## Material for this exercise

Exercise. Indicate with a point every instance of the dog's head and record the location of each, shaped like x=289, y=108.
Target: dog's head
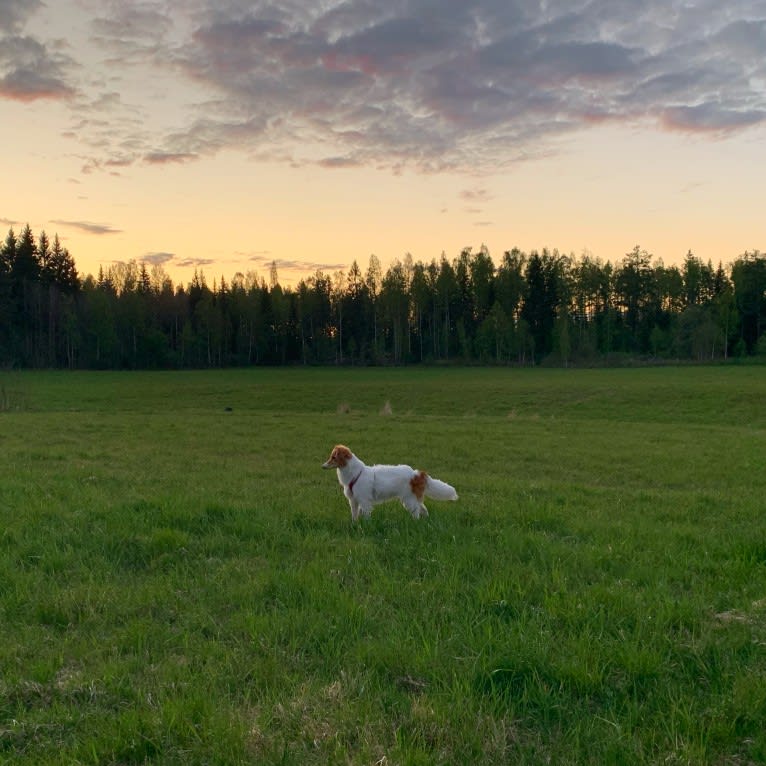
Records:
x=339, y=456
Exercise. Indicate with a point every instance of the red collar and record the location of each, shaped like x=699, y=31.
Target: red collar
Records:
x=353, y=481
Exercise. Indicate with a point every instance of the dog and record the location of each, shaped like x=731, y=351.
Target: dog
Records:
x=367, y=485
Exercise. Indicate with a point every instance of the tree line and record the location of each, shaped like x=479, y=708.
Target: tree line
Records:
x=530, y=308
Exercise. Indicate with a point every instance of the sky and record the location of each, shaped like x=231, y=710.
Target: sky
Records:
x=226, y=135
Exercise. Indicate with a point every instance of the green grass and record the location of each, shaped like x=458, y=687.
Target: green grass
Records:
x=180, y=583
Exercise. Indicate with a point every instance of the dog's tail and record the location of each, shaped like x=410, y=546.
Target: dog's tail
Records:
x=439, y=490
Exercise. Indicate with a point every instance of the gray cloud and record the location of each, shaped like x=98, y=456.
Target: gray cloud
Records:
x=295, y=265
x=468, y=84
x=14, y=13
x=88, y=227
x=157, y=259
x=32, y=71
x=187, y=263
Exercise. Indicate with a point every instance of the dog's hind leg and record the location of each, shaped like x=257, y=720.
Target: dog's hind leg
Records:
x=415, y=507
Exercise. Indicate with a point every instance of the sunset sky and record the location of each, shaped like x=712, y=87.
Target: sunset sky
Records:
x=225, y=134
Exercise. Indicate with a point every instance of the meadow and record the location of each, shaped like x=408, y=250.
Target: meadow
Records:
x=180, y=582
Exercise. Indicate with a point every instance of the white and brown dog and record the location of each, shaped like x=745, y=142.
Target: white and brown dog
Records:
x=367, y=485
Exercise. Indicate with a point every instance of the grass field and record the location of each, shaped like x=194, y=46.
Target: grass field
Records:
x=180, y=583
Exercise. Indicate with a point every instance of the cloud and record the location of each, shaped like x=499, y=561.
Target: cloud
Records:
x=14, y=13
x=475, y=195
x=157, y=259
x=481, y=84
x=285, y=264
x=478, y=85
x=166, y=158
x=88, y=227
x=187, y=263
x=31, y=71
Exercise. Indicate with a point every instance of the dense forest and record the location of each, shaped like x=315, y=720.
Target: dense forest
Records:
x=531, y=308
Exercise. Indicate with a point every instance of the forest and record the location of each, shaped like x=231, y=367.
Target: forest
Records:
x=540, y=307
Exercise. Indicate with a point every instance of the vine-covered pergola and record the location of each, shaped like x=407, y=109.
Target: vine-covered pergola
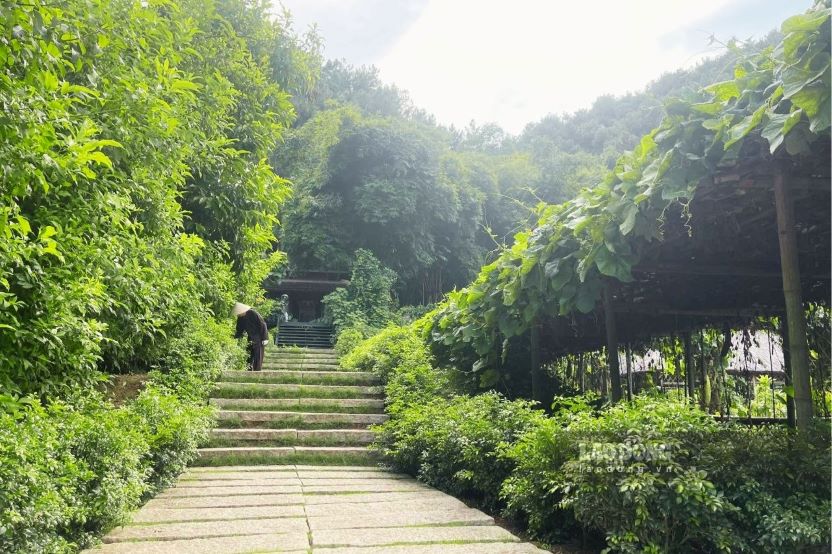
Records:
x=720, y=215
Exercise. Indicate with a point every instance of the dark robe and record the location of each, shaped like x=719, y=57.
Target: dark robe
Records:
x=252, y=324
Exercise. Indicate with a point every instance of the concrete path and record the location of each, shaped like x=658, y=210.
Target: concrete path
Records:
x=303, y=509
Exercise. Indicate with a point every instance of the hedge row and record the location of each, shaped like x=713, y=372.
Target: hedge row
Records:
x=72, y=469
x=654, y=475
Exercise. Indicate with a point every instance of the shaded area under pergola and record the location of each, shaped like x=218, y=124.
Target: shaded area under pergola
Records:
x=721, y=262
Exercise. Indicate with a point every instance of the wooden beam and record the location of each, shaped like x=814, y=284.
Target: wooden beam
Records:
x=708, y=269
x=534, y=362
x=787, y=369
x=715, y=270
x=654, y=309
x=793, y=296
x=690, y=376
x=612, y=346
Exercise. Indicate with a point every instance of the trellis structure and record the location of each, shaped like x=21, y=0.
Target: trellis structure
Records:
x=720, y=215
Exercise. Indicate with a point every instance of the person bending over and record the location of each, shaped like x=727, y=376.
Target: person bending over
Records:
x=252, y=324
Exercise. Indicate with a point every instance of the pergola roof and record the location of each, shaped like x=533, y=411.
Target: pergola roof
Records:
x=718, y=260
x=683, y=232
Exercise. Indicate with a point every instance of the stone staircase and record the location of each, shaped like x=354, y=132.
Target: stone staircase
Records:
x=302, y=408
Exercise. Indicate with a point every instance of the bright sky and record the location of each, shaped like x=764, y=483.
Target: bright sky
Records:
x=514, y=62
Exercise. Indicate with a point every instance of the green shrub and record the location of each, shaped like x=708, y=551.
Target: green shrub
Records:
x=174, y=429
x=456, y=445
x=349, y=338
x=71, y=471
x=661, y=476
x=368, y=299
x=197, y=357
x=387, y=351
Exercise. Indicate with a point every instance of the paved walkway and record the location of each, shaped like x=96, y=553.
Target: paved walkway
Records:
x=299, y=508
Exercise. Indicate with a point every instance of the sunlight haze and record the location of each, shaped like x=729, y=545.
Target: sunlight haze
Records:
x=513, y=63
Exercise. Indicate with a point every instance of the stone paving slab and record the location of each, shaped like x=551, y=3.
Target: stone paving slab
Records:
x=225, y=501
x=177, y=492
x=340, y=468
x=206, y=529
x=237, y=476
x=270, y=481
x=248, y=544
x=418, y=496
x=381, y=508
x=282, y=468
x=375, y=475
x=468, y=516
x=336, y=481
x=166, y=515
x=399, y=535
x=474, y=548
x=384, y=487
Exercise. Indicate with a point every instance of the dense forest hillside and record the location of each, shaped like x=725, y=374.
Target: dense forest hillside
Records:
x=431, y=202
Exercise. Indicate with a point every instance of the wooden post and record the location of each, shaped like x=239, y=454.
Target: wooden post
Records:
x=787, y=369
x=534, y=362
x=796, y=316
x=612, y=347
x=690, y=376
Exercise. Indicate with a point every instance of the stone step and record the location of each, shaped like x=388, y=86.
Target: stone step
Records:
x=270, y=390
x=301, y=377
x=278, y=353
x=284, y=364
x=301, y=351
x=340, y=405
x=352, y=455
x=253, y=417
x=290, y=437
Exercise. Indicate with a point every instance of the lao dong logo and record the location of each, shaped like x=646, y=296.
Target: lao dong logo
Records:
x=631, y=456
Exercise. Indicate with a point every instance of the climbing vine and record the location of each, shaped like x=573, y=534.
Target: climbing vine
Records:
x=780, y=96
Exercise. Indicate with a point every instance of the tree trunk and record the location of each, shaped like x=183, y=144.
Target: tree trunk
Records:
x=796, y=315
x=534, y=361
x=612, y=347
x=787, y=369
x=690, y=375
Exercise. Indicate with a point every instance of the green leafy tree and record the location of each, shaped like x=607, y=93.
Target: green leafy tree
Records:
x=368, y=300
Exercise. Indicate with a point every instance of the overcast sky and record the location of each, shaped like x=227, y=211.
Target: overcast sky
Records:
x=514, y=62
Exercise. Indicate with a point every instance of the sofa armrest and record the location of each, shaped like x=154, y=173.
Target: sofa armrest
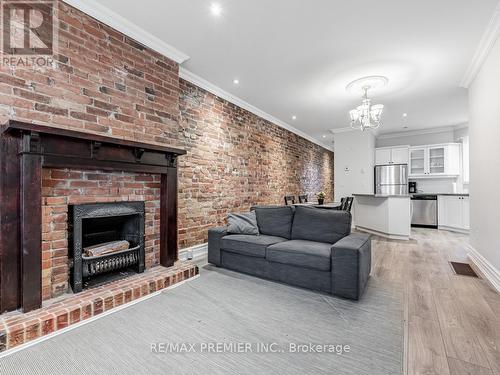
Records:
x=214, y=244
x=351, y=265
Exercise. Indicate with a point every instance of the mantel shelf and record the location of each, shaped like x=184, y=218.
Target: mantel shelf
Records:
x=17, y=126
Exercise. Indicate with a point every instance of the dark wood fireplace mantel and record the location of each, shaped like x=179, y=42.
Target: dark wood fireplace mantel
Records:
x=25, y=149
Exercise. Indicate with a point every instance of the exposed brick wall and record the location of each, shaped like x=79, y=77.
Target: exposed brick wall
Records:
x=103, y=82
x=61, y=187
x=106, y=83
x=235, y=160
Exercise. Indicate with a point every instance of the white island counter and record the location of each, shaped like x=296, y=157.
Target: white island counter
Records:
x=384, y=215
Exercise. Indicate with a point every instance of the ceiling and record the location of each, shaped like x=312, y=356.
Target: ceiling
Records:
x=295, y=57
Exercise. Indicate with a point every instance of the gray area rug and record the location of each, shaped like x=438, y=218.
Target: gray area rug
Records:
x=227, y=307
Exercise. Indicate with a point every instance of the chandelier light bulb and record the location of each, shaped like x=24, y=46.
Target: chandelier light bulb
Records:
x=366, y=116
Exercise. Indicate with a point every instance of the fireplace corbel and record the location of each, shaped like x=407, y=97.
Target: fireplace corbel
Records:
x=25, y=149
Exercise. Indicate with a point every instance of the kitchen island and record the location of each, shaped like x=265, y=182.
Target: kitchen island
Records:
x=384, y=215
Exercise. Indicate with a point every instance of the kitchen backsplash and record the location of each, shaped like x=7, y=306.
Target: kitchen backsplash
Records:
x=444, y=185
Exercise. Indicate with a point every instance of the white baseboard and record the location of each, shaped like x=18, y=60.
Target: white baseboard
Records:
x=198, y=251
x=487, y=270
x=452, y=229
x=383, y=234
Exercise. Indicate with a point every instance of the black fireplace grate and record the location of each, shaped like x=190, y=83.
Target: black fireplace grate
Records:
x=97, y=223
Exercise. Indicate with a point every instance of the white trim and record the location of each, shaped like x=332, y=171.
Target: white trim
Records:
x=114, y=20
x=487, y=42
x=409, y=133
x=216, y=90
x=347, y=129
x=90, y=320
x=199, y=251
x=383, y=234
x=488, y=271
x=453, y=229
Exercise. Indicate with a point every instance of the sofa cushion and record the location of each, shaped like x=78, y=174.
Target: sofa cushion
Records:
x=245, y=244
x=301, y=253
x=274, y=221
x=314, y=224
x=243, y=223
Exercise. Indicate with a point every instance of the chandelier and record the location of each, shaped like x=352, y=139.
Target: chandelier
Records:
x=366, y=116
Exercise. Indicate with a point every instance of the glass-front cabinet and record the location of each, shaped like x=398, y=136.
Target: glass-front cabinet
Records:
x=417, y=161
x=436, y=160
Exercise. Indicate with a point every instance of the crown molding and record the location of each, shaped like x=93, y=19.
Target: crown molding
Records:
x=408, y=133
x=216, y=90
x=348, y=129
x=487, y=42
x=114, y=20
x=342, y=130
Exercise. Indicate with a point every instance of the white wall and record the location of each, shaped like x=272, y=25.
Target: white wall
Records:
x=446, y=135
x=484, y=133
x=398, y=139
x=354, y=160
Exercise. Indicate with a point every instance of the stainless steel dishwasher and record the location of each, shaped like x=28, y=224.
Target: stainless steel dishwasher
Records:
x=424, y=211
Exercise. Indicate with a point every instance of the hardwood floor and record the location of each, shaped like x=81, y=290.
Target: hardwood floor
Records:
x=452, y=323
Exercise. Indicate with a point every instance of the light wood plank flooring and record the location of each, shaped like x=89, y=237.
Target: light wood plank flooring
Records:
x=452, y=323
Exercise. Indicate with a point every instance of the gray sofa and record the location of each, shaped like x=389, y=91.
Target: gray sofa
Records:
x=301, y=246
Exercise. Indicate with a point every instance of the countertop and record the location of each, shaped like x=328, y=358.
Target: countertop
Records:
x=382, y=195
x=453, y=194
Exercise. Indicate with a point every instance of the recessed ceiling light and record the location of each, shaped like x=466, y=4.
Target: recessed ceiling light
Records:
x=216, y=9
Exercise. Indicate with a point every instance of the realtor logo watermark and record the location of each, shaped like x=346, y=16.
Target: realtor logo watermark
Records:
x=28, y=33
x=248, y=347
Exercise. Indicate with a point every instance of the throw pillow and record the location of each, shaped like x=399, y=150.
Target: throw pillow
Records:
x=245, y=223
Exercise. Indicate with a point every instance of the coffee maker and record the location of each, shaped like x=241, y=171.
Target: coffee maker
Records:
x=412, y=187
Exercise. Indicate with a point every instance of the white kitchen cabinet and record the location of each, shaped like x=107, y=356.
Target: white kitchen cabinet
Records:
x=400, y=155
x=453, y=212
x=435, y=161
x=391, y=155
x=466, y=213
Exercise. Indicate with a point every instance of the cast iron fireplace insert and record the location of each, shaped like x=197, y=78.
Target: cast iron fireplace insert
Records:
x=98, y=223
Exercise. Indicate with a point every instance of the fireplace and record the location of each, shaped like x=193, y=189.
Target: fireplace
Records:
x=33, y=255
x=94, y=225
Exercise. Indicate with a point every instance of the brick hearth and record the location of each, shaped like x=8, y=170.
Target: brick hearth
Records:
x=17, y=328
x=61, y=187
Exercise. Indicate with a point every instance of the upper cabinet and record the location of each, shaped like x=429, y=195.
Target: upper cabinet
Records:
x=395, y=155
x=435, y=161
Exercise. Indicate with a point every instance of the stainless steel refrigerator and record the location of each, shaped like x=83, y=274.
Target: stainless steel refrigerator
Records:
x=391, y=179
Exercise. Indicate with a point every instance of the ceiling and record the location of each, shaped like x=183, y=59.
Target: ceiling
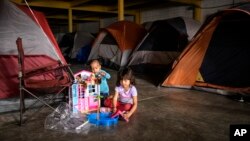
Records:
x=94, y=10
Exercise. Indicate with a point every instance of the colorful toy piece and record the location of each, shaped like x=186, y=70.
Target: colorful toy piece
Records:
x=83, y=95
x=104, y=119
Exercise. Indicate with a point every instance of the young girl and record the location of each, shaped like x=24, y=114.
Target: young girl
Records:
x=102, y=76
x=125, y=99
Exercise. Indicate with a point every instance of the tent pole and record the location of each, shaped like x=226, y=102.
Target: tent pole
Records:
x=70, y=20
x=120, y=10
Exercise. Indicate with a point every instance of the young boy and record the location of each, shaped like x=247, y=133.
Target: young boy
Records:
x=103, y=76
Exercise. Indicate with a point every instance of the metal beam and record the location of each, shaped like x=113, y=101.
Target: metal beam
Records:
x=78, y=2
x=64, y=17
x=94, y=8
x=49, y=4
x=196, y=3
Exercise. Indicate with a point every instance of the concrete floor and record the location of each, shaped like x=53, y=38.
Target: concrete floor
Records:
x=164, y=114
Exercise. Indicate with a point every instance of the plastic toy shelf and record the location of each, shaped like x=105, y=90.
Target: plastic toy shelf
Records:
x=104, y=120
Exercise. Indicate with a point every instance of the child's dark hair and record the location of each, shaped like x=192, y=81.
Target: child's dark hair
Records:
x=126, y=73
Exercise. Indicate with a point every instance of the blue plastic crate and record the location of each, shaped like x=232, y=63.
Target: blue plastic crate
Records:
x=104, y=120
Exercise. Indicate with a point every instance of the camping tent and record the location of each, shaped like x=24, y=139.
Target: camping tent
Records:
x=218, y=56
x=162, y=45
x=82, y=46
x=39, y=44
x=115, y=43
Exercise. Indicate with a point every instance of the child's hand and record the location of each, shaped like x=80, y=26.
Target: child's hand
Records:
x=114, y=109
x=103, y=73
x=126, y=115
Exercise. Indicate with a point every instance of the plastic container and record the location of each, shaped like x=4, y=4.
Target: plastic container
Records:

## Prompt
Copy exactly, and only, the lines from the one containing "Exercise. Indicate with a point every instance of the camping" through the last line of the listing.

## Output for this task
Exercise. Indicate with a point every instance of the camping tent and record the location of each, shaped like x=24, y=139.
Target: camping tent
Records:
x=218, y=56
x=162, y=45
x=82, y=46
x=39, y=44
x=115, y=43
Exercise. Indicate with a point every instance of the child's hand and record the location of each, shaped like x=80, y=26.
Target: child's hand
Records:
x=114, y=109
x=103, y=73
x=126, y=115
Exercise. Indicate with a point every instance of the plastic container and record the location of each, shaped like x=4, y=4.
Target: plastic container
Records:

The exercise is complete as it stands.